Rewrite all of the lines below as a numbered list, leaving out any blank lines.

> **Items**
------------

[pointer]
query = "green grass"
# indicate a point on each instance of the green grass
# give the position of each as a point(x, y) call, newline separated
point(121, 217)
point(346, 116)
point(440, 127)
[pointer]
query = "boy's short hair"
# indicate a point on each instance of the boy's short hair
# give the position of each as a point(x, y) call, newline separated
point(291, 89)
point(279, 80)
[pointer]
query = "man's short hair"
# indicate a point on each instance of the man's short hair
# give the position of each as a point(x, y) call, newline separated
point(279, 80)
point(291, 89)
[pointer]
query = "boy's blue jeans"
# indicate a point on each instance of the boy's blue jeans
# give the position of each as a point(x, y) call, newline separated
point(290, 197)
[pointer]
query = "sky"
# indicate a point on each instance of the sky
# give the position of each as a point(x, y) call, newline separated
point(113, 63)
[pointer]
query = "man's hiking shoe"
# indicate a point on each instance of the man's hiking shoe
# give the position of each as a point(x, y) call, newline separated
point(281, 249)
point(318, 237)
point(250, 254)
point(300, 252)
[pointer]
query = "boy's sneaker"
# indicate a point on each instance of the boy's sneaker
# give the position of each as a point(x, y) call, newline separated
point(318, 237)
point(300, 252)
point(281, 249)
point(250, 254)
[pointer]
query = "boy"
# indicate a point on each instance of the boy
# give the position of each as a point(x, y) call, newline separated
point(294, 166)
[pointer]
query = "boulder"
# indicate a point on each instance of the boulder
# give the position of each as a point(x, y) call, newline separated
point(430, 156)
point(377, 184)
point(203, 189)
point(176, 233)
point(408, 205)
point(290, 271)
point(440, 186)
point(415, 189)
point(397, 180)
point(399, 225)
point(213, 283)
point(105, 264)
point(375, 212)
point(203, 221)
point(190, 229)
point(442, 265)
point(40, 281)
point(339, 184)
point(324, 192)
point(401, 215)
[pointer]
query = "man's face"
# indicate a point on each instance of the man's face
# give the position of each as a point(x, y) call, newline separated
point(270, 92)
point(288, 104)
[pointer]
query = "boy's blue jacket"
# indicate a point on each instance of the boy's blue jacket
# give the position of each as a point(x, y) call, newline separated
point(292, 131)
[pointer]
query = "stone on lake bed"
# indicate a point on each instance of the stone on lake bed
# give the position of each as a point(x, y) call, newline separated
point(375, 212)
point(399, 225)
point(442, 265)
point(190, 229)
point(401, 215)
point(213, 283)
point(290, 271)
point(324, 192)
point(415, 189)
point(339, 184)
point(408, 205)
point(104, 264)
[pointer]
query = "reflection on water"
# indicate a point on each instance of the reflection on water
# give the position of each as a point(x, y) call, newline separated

------------

> **Correct response**
1. [pointer]
2. query = "green grass"
3. # indicate a point on each instance of the green grass
4. # give the position of each as a point(x, y) call, newline separated
5. point(121, 217)
6. point(346, 116)
7. point(440, 127)
8. [pointer]
9. query = "boy's short hair"
10. # indicate a point on each instance of the boy's short hair
11. # give the position of each as a point(x, y) call, newline separated
12. point(291, 89)
13. point(279, 80)
14. [pointer]
15. query = "man's short hair"
16. # indicate a point on each instance of the man's short hair
17. # give the position of each as a point(x, y) call, newline separated
18. point(279, 80)
19. point(291, 89)
20. [pointer]
21. query = "boy's blue jeans"
22. # indicate a point on each instance of the boy's blue jeans
23. # give the position of each as a point(x, y) call, newline separated
24. point(290, 197)
25. [pointer]
26. query = "sky"
27. # indicate a point on each instance of the sky
28. # give the position of each as a point(x, y) call, newline separated
29. point(113, 63)
30. [pointer]
31. query = "man's hiking shoe"
32. # indicate a point on each instance of the man's hiking shoe
33. # give the position of each as a point(x, y) call, newline separated
34. point(281, 249)
35. point(318, 237)
36. point(250, 254)
37. point(300, 252)
38. [pointer]
39. query = "boy's sneaker"
40. # indicate a point on each instance of the boy's sneaker
41. # give the position of each as a point(x, y) call, newline separated
42. point(318, 237)
43. point(300, 252)
44. point(281, 249)
45. point(250, 254)
46. [pointer]
47. query = "boy"
48. # indicate a point on each instance of the boy
49. # give the position of each as a point(x, y) call, newline separated
50. point(294, 166)
51. [pointer]
52. query = "boulder"
53. # indicate a point on each instance of the boulder
54. # give the position of each as a point(x, y) call, newline separated
55. point(430, 156)
56. point(377, 184)
57. point(203, 189)
58. point(176, 233)
59. point(408, 205)
60. point(290, 271)
61. point(440, 186)
62. point(415, 189)
63. point(397, 180)
64. point(399, 225)
65. point(213, 283)
66. point(105, 264)
67. point(375, 212)
68. point(203, 221)
69. point(190, 229)
70. point(442, 265)
71. point(40, 281)
72. point(339, 184)
73. point(324, 192)
74. point(401, 215)
75. [pointer]
76. query = "man's face"
77. # indicate a point on each instance of the man's face
78. # give the position of each as a point(x, y) call, newline separated
79. point(270, 92)
80. point(288, 104)
81. [pointer]
82. query = "boy's blue jacket"
83. # indicate a point on each instance of the boy's blue jacket
84. # give the position of each as a point(x, y) call, newline separated
85. point(292, 131)
86. [pointer]
87. query = "stone on lake bed"
88. # indicate a point on each instance of the stone on lake bed
89. # give the position of each as a point(x, y) call, newline separated
90. point(375, 212)
91. point(399, 225)
92. point(442, 265)
93. point(190, 229)
94. point(401, 215)
95. point(213, 283)
96. point(290, 271)
97. point(324, 192)
98. point(415, 189)
99. point(339, 184)
100. point(408, 205)
101. point(104, 264)
102. [pointer]
103. query = "reflection on water"
104. # indicate a point on each instance of the reflection on water
105. # give the position of each as a point(x, y) call, newline separated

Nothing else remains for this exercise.